--- Start ---

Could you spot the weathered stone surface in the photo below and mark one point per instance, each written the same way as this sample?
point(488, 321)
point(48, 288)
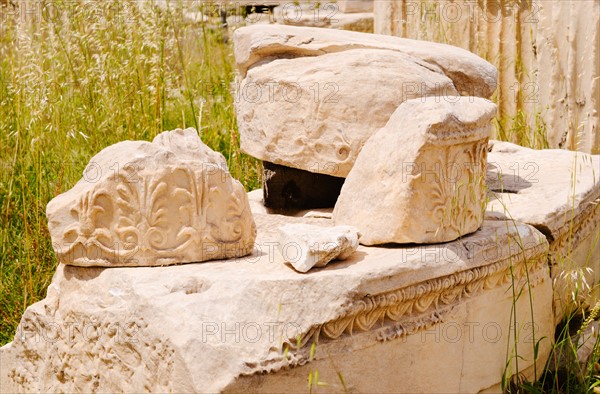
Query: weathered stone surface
point(288, 188)
point(421, 178)
point(559, 88)
point(253, 45)
point(355, 5)
point(327, 15)
point(305, 246)
point(316, 115)
point(439, 317)
point(558, 192)
point(140, 203)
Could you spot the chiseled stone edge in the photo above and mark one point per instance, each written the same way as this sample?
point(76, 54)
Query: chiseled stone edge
point(584, 224)
point(421, 306)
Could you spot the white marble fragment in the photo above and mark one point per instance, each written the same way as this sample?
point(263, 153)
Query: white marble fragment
point(145, 204)
point(306, 246)
point(421, 178)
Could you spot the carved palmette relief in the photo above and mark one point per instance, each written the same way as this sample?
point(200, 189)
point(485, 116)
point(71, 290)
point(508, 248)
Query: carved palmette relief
point(458, 194)
point(167, 202)
point(162, 216)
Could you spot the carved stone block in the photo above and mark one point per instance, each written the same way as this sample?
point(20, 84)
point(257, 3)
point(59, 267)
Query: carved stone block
point(145, 204)
point(431, 318)
point(421, 178)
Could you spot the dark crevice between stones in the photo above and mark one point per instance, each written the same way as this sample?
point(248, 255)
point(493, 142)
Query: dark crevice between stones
point(546, 231)
point(289, 188)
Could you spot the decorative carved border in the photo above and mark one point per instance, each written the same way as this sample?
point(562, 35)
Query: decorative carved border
point(421, 301)
point(583, 225)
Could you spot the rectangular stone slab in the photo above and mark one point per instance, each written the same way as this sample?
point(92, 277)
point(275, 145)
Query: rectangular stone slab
point(250, 322)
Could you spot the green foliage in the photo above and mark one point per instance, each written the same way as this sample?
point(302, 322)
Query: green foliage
point(76, 78)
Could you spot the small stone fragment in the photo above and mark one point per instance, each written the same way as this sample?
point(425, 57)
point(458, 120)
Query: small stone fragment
point(306, 246)
point(421, 178)
point(145, 204)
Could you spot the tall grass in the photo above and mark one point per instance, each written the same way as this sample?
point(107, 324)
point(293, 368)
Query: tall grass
point(77, 77)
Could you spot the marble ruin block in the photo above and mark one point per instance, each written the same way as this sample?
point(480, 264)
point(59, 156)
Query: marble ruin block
point(305, 246)
point(145, 204)
point(421, 178)
point(558, 192)
point(430, 318)
point(316, 115)
point(309, 98)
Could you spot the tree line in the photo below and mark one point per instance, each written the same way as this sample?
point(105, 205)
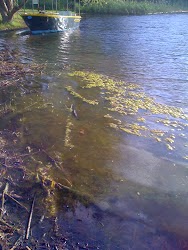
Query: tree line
point(9, 7)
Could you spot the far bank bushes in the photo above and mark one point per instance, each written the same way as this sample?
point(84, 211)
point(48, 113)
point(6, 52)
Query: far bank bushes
point(123, 7)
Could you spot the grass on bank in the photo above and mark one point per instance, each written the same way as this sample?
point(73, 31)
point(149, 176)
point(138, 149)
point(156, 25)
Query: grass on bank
point(122, 7)
point(16, 23)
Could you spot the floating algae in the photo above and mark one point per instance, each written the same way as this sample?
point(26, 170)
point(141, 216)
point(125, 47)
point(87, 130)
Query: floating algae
point(130, 101)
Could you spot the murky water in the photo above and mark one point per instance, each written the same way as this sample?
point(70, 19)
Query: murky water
point(130, 159)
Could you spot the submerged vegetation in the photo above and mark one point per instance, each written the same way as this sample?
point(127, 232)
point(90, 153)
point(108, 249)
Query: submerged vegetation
point(139, 112)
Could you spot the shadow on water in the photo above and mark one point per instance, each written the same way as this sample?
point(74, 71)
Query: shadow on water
point(115, 178)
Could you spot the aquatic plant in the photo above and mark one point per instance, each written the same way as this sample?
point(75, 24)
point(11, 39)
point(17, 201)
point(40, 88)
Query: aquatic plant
point(130, 101)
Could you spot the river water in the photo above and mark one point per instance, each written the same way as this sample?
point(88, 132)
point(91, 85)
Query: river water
point(128, 149)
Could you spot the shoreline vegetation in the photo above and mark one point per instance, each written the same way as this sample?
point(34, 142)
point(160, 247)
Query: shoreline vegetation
point(110, 7)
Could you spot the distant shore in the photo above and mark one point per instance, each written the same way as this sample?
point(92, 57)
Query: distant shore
point(17, 22)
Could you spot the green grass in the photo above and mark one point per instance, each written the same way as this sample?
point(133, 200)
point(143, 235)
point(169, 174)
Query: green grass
point(122, 7)
point(16, 23)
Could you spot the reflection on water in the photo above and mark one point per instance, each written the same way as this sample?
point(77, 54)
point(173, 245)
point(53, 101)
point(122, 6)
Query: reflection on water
point(136, 184)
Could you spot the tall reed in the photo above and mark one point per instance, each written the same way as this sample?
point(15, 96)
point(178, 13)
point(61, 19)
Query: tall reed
point(130, 7)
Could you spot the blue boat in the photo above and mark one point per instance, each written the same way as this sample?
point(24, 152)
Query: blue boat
point(41, 20)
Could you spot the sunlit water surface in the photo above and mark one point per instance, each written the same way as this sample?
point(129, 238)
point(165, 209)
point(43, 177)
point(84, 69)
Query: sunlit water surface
point(138, 185)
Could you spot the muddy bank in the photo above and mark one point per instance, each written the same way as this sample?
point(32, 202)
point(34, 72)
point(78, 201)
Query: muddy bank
point(23, 191)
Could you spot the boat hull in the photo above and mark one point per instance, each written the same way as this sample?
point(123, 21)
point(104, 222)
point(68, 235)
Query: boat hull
point(46, 23)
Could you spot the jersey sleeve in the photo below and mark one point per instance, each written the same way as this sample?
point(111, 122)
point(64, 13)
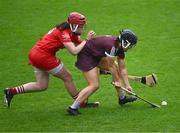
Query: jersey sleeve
point(120, 53)
point(65, 36)
point(76, 39)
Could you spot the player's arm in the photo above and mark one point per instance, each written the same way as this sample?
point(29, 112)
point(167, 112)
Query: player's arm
point(73, 49)
point(113, 69)
point(70, 46)
point(124, 73)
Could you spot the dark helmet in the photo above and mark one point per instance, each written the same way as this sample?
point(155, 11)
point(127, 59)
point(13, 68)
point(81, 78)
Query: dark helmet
point(127, 36)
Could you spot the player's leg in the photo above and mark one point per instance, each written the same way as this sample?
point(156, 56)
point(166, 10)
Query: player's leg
point(41, 84)
point(93, 84)
point(113, 67)
point(66, 76)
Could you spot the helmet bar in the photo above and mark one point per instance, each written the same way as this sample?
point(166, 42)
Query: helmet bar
point(73, 27)
point(125, 44)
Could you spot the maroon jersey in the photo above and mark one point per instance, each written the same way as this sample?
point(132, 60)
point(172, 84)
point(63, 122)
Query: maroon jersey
point(95, 49)
point(104, 46)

--- End ---

**Short task:** Rewrite all the items above, putting "in the image" wherever "in the photo" appears and keeping everything else the same. Leave the pictures out.

**Reply to the exercise:**
Could you spot the weathered stone surface in the image below and mark one point per instance, each written the same way as this sample?
point(488, 321)
point(48, 288)
Query: weathered stone surface
point(288, 188)
point(421, 178)
point(559, 88)
point(253, 45)
point(355, 5)
point(327, 15)
point(305, 246)
point(316, 115)
point(439, 317)
point(558, 192)
point(140, 203)
Could you spot the chiseled stone edge in the image above and mark one point per instance, each written the same way as this sample?
point(76, 54)
Query: chiseled stone edge
point(584, 224)
point(421, 306)
Could you spot the white marble fragment in the image above and mark one point per instance, each written the same way as this sample?
point(263, 153)
Query: white marble fragment
point(145, 204)
point(306, 246)
point(421, 178)
Could you spot the carved palmette relief in the image above and mark one point per instance, each written the same way as this sample?
point(200, 189)
point(485, 116)
point(71, 290)
point(508, 248)
Query: carved palmette relief
point(458, 194)
point(167, 202)
point(162, 216)
Could you spot the carved stone block in the image above and mark one point per instance, each written the same way as this sample?
point(20, 84)
point(257, 3)
point(59, 267)
Query: carved stone block
point(145, 204)
point(431, 318)
point(421, 178)
Could you spot the dark crevice between stones in the image above and mark one point per instance, each written the same way as this sample?
point(248, 255)
point(493, 142)
Query: dark crevice between stones
point(546, 231)
point(289, 188)
Could you spot the decorative carved border in the image above and mark one point per instance, each written the same way as this sample?
point(562, 35)
Query: decorative carved border
point(421, 301)
point(583, 225)
Could you spot the rectangular stone slab in the image above and mark one point per instance, each written the same way as this sample?
point(92, 277)
point(275, 145)
Query: rectangular stone slab
point(250, 322)
Could you spot the green foliage in the image above and mark one point per instance, each written the same way as this sample?
point(302, 322)
Query: green foliage
point(76, 78)
Could you spot the small stone fragment in the image above and mark one point per instance, each written the same way as this sample?
point(425, 57)
point(458, 120)
Query: small stone fragment
point(306, 246)
point(421, 178)
point(145, 204)
Could you spot the tall grass in the image above and mark one point per instance, each written the same way as this sample?
point(107, 324)
point(293, 368)
Query: tall grass
point(77, 77)
Could you spot the marble ruin block in the image above and mark one point per instance, each written the same way as this sample?
point(480, 264)
point(59, 156)
Query: marble ruin block
point(305, 246)
point(145, 204)
point(421, 178)
point(558, 192)
point(430, 318)
point(316, 115)
point(309, 98)
Could you spot the tree line in the image below and mark one point per instance, each written the same way as this sample?
point(105, 205)
Query: tree line
point(9, 7)
Could you spot the far bank bushes in the image above and mark one point per instance, each written the same way as this sample?
point(84, 211)
point(48, 113)
point(6, 52)
Query: far bank bushes
point(123, 7)
Could you spot the grass on bank in the image above and mark one point per instance, each written the same way as this sample?
point(73, 31)
point(149, 176)
point(138, 149)
point(156, 25)
Query: grass on bank
point(122, 7)
point(16, 23)
Could you spot the floating algae in the image above and mark one point per instance, each written the same way as this sample?
point(26, 170)
point(141, 216)
point(125, 47)
point(87, 130)
Query: floating algae
point(130, 101)
Could you spot the murky water in the image above and mark one point per instance, each written the same way as this sample?
point(70, 19)
Query: murky water
point(130, 159)
Could you spot the submerged vegetation in the image above and mark one point per instance, each written the same way as this sample?
point(127, 232)
point(90, 153)
point(108, 249)
Query: submerged vegetation
point(139, 112)
Could you spot the shadow on water in the image above and mark one point per instance, each written the same way as this sample?
point(74, 71)
Query: shadow on water
point(115, 178)
Could you spot the aquatic plant in the image above and mark one point per instance, each written the same way as this sample?
point(75, 24)
point(11, 39)
point(17, 201)
point(40, 88)
Query: aquatic plant
point(130, 101)
Could you spot the river water in the image above and mark one point per instance, each written the same way as this sample?
point(88, 132)
point(91, 85)
Query: river water
point(128, 149)
Could you spot the shoreline vegetation in the image above and mark one point per instance, each written the same way as this sample?
point(34, 142)
point(160, 247)
Query: shoreline vegetation
point(110, 7)
Could you spot the distant shore in the image above and mark one point per instance, each written the same way as this sample?
point(92, 57)
Query: distant shore
point(17, 22)
Could you spot the green grass in the image above and mark one point per instance, each written the same way as this sample?
point(133, 200)
point(143, 235)
point(169, 174)
Query: green grass
point(122, 7)
point(16, 23)
Could you spot the reflection on water in the image above and mark one point per instance, each written the same way as this sample?
point(77, 54)
point(173, 245)
point(53, 101)
point(122, 6)
Query: reflection on water
point(136, 184)
Could you spot the tall reed in the image above and mark one point per instance, each written the same way as this sample?
point(15, 96)
point(178, 13)
point(61, 19)
Query: tall reed
point(130, 7)
Could you spot the blue boat in the image above and mark one point per instance, each written the same way as this sample?
point(24, 152)
Query: blue boat
point(41, 20)
Could you spot the sunlit water surface in the image above and mark one point per instance, each written the same way as this sample?
point(129, 238)
point(165, 209)
point(43, 177)
point(84, 69)
Query: sunlit water surface
point(138, 185)
Could you spot the muddy bank in the image above and mark one point per instance, each written the same way as this sample?
point(32, 202)
point(34, 72)
point(78, 201)
Query: muddy bank
point(23, 191)
Could you spot the boat hull in the image above and mark one point per instance, each written the same way as this sample?
point(123, 21)
point(104, 222)
point(68, 235)
Query: boat hull
point(46, 23)
Could you spot the jersey sleeve in the image below and mark one point per instance, each written the same way as this sample?
point(111, 122)
point(64, 13)
Query: jersey sleeve
point(120, 53)
point(65, 36)
point(76, 39)
Could you spot the player's arm in the image above and mark one point per instance, each written the same way as this sample?
point(29, 112)
point(167, 112)
Query: player's arm
point(73, 49)
point(113, 69)
point(70, 46)
point(124, 73)
Could you spot the dark helmet in the image above and mark one point per instance, each written the same way as this sample?
point(155, 11)
point(127, 59)
point(13, 68)
point(81, 78)
Query: dark helmet
point(127, 36)
Could you spot the player's leg in the image above and mark one point per instance, each written the same way as this sample?
point(156, 56)
point(166, 10)
Query: player's leg
point(41, 84)
point(93, 84)
point(113, 67)
point(66, 76)
Could you spot the helmet bar in the image above and mark one point per instance, each written the same way as this sample?
point(166, 42)
Query: helmet bar
point(73, 27)
point(125, 44)
Could you spot the maroon jersey in the image above and mark one point per instance, each written the same way as this sample?
point(132, 60)
point(172, 84)
point(63, 122)
Query: maroon jersey
point(95, 49)
point(104, 46)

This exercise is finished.